OBJET DE LA TÂCHE:
Poursuivez le texte ci-dessous sur l'attaque de Benghazi et le film qu'elle a inspiré, en reprenant après sa dernière phrase.

DOCUMENT SOURCE:

________

Dans la nuit du 11 au 12 septembre 2012, l’attaque
successive de deux implantations des Etats-Unis à Benghazi a causé la mort de
quatre Américains, dont l’ambassadeur en Libye, Chris Stevens. Cette tragédie a
inspiré au réalisateur Michael Bay le film « Treize heures, les soldats
secrets de Benghazi » (Thirteen Hours, the secret soldiers of Benghazi),
sorti en salles aux Etats-Unis le 15 janvier 2016.
Une telle superproduction ne peut que relancer la
polémique sur les failles de l’administration Obama, et plus spécialement de la
secrétaire d’Etat de l’époque, Hillary Clinton. Le « New York Times »
s’est interrogé gravement sur l’impact éventuel de ce film sur les caucus qui
ouvriront, le 1er février en Iowa, la course à l’investiture
présidentielle pour les partis démocrate et républicain.

________

Enregistrements d'étiquetage et de segmentation:
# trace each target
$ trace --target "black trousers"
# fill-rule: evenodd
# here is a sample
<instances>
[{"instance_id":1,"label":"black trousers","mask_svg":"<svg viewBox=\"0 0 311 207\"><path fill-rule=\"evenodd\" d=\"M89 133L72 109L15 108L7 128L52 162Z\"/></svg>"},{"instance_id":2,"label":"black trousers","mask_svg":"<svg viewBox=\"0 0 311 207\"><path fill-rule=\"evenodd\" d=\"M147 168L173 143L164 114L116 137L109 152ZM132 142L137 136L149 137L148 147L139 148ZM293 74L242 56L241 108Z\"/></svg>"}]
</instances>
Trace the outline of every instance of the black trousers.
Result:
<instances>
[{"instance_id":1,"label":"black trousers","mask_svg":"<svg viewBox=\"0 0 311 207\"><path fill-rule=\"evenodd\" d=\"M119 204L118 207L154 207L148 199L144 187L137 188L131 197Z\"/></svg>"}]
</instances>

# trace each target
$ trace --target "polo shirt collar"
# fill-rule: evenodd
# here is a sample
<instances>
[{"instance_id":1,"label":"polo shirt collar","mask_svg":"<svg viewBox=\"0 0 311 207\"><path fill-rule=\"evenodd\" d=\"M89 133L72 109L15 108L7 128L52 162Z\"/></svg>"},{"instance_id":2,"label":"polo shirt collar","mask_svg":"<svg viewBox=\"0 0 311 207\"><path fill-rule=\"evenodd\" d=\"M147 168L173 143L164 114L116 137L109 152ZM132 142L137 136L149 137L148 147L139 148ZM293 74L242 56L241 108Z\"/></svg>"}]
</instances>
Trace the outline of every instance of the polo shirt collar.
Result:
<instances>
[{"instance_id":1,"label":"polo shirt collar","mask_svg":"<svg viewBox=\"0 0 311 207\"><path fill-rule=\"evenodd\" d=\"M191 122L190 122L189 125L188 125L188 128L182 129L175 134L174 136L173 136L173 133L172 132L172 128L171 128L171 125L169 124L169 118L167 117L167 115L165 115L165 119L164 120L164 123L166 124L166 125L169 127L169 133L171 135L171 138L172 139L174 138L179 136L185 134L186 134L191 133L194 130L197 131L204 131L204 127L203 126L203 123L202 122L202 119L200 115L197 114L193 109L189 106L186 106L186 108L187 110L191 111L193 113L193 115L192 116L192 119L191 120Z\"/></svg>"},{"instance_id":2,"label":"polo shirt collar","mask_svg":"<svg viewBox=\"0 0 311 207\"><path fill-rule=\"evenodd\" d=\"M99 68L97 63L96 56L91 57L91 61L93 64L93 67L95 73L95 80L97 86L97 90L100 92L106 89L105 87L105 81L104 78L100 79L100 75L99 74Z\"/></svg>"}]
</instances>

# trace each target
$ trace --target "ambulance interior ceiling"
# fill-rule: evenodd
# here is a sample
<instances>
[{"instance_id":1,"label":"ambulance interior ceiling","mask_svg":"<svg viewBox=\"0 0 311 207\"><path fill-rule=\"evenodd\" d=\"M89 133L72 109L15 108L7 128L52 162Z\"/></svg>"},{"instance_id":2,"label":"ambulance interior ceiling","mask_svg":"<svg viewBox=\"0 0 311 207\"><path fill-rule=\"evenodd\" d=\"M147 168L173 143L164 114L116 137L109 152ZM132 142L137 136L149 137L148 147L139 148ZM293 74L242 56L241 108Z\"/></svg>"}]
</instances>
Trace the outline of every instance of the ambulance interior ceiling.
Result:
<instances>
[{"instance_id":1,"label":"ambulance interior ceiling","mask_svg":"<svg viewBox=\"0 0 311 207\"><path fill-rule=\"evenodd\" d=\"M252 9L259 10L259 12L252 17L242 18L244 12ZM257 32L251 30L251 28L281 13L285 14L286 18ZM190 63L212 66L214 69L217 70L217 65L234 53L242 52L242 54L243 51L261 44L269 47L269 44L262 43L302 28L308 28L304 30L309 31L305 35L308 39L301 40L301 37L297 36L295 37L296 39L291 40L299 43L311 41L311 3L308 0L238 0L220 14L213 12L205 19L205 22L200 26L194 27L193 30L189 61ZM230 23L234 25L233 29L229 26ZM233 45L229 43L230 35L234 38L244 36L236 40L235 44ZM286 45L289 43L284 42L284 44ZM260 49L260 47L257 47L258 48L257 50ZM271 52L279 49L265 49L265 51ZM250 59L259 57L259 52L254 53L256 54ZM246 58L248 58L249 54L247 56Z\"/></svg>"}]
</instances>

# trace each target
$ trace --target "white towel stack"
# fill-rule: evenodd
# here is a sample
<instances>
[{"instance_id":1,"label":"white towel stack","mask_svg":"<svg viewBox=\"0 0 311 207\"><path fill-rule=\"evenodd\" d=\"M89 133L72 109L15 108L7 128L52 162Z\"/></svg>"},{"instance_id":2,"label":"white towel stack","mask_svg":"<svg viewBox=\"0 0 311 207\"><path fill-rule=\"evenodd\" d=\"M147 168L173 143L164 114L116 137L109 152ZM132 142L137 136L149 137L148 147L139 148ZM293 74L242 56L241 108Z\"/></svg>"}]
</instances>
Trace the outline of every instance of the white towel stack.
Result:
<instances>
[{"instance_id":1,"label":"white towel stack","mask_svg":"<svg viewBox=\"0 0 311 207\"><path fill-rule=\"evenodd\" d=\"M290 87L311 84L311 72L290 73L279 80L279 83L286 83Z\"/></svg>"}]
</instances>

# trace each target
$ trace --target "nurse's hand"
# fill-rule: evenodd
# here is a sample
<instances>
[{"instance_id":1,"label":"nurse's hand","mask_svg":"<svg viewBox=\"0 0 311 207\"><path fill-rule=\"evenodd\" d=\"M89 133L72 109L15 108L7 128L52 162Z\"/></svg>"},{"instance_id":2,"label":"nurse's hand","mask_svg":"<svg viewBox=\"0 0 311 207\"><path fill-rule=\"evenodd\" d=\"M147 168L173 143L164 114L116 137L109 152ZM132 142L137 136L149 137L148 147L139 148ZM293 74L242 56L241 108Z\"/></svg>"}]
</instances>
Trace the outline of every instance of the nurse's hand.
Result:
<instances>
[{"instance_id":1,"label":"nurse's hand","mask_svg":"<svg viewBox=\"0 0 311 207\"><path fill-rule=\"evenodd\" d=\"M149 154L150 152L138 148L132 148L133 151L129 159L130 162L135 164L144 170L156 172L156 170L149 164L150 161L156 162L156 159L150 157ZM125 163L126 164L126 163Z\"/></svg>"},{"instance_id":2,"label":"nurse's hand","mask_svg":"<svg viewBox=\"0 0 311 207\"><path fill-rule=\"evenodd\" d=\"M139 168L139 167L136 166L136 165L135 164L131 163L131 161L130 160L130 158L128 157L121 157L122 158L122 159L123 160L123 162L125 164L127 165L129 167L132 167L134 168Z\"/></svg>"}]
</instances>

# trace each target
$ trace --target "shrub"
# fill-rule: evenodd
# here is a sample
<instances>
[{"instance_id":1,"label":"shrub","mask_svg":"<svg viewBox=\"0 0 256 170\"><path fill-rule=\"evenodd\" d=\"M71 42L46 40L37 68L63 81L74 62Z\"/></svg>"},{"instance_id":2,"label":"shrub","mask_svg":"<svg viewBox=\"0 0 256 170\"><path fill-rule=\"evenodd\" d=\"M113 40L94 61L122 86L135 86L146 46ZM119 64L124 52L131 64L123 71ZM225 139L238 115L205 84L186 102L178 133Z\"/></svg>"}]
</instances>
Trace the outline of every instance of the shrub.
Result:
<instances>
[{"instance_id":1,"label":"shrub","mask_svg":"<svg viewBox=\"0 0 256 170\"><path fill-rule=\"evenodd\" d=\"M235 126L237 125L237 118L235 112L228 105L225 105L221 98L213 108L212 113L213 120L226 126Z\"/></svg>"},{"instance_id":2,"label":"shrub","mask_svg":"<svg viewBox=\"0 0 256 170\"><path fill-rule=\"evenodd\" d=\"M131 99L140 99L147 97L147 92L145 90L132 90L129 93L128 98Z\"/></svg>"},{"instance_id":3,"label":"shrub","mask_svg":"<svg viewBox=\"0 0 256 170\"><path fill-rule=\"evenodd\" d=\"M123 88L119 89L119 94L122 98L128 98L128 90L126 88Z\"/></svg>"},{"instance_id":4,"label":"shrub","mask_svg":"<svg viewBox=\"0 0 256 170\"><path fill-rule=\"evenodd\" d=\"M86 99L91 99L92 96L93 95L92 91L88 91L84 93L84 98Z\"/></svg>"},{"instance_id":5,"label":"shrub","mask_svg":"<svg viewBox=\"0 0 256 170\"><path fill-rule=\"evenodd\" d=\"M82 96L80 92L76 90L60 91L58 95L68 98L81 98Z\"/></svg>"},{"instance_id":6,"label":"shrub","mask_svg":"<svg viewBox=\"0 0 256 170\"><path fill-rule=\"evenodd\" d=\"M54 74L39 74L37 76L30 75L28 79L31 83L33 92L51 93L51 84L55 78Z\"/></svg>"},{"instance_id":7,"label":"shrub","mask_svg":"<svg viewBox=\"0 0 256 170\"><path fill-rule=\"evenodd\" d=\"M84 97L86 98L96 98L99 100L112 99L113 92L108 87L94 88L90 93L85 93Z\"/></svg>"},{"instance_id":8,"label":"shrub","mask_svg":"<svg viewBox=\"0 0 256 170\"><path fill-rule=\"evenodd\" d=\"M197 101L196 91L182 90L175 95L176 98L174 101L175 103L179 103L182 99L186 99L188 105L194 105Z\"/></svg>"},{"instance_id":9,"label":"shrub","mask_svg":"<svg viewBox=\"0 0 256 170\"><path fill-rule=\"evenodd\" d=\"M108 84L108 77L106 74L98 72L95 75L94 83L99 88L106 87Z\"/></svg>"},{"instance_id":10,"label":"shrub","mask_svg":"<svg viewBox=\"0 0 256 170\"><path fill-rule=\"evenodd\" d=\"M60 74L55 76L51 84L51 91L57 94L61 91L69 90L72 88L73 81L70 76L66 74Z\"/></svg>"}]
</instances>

________

RÉSULTAT DE LA TÂCHE:
Côté républicain justement, Jeb Bush, gouverneur de
Floride de 1999 à 2007, a accusé Hillary Clinton de « suivre la même voie
qu’à Benghazi ». Il est vrai qu’il est distancé dans les sondages par les
deux tenants de la droite la plus dure, le sénateur texan Ted Cruz et le
milliardaire Donald Trump. Cruz a invité ses compatriotes à aller voir « Thirteen
hours », tandis que Trump… a loué un cinéma dans l’Iowa pour y offrir
une séance gratuite du film.
Jamais Obama ni Clinton ne sont pourtant mentionnés
dans « Thirteen hours ». Le scénario en est basé sur le livre éponyme, publié à l’automne 2014 par le
journaliste Mitchell Zuckoff, sur la base des témoignages de cinq des six
gardes embauchés par la CIA pour protéger son antenne supposée secrète à
Benghazi (le sixième garde a péri dans l’attaque au mortier de cette
implantation). Ce recrutement de vétérans américains des forces spéciales a été
systématisé par les Etats-Unis depuis l’invasion de l’Irak en 2003, selon une
formule que l’on pourrait qualifier de mercenariat d’Etat.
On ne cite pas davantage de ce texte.